++++ Source

[gpfsug-discuss] bizarre performance behavior

Kumaran Rajaram kums at us.ibm.com
Thu May 4 23:22:12 BST 2017


Hi,

>>So the problem was some bad ib routing. We changed some ib links, and 
then we got also 12GB/s read with nsdperf.
>>On our clients we then are able to achieve the 7,2GB/s in total we also 
saw using the nsd servers!

This is good to hear.

>> We are now running some tests with different blocksizes and parameters, 
because our backend storage is able to do more than the 7.2GB/s we get 
with GPFS (more like 14GB/s in total). I guess prefetchthreads and 
nsdworkerthreads are the ones to look at?

If you are on 4.2.0.3 or higher, you can use workerThreads config paramter 
(start with value of 128, and increase in increments of 128 until MAX 
supported) and this setting will auto adjust values for other parameters 
such as  prefetchThreads, worker3Threads etc.

https://www.ibm.com/developerworks/community/wikis/home?lang=en#!/wiki/General%20Parallel%20File%20System%20%28GPFS%29/page/Tuning%20Parameters

In addition to trying larger file-system block-size (e.g. 4MiB or higher 
such that is aligns with storage volume RAID-stripe-width)  and config 
parameters (e.g , workerThreads,  ignorePrefetchLUNCount), it will be good 
to assess the "backend storage" performance for random I/O access pattern 
(with block I/O sizes in units of FS block-size) as this is more likely 
I/O scenario that the backend storage will experience when you have many 
GPFS nodes performing I/O simultaneously to the file-system (in production 
environment). 

mmcrfs has option "[-j {cluster | scatter}]". "-j scatter" would be 
recommended for consistent file-system performance over the lifetime of 
the file-system but then "-j scatter"  will result in random I/O to 
backend storage (even though application is performing sequential I/O). 
For your test purposes, you may assess the GPFS file-system performance by 
mmcrfs with "-j cluster" and you may see good sequential results (compared 
to -j scatter) for lower client counts but as you scale the client counts 
the combined workload can result in "-j scatter" to backend storage 
(limiting the FS performance to random I/O performance of the backend 
storage).

++++++++

■ Task goal
What starting value does the post above suggest for workerThreads, and in what increments should it be raised?

++++ Data shown

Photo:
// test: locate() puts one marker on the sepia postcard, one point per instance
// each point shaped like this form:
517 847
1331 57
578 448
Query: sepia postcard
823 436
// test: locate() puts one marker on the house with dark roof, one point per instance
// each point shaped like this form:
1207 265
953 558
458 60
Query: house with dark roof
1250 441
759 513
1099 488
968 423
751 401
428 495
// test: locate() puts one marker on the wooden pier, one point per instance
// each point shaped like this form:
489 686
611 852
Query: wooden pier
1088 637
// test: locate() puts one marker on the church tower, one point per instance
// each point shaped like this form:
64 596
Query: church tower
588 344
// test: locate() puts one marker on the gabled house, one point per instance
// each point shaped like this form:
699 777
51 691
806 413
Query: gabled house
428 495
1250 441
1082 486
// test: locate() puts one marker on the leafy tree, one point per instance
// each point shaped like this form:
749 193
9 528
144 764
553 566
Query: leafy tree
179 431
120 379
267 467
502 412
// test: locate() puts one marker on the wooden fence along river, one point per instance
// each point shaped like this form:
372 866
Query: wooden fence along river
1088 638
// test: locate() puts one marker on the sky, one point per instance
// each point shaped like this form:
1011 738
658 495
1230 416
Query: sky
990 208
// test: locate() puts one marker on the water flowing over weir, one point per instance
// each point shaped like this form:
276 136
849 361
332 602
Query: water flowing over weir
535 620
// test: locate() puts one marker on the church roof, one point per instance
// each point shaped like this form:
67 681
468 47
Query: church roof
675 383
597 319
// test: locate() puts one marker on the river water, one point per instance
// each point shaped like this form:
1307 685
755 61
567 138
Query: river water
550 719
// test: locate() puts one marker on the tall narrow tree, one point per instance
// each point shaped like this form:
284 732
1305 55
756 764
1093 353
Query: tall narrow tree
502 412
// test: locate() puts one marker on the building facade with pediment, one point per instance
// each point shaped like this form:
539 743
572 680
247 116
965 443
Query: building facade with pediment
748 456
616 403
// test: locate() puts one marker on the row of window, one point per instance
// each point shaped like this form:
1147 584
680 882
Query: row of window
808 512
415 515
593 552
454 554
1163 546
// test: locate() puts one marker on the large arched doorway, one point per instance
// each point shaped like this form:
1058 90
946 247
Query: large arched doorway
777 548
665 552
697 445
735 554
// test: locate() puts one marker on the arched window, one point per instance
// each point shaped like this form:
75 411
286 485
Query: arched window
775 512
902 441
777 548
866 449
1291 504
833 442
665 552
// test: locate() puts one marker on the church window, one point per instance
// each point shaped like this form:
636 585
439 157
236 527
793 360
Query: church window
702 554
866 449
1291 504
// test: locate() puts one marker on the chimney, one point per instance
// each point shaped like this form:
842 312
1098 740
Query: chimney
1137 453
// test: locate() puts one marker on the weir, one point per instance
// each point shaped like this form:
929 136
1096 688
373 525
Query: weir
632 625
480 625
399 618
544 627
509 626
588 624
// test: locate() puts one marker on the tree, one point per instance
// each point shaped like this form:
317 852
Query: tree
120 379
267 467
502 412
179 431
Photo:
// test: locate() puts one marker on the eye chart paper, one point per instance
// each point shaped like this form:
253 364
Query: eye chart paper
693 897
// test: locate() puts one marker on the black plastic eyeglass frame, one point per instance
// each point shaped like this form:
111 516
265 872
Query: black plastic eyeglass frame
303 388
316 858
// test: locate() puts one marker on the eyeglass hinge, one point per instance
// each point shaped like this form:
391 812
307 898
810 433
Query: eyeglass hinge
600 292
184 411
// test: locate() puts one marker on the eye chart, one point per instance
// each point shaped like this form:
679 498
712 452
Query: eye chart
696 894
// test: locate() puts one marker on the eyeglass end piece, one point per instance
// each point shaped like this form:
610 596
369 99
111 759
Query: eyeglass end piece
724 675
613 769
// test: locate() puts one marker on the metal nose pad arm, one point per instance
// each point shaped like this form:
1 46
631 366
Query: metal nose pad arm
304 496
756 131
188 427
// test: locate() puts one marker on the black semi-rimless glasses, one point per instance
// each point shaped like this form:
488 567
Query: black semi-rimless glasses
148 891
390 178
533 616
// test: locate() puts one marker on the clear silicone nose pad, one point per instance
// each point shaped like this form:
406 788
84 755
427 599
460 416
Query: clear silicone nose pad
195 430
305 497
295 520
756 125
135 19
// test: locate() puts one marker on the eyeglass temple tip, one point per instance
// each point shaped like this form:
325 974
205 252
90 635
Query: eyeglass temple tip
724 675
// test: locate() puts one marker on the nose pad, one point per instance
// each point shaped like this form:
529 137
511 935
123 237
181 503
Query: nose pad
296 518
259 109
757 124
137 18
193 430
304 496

++++++++

■ Task solution
Start at 128 and raise it in increments of 128 until the maximum supported value.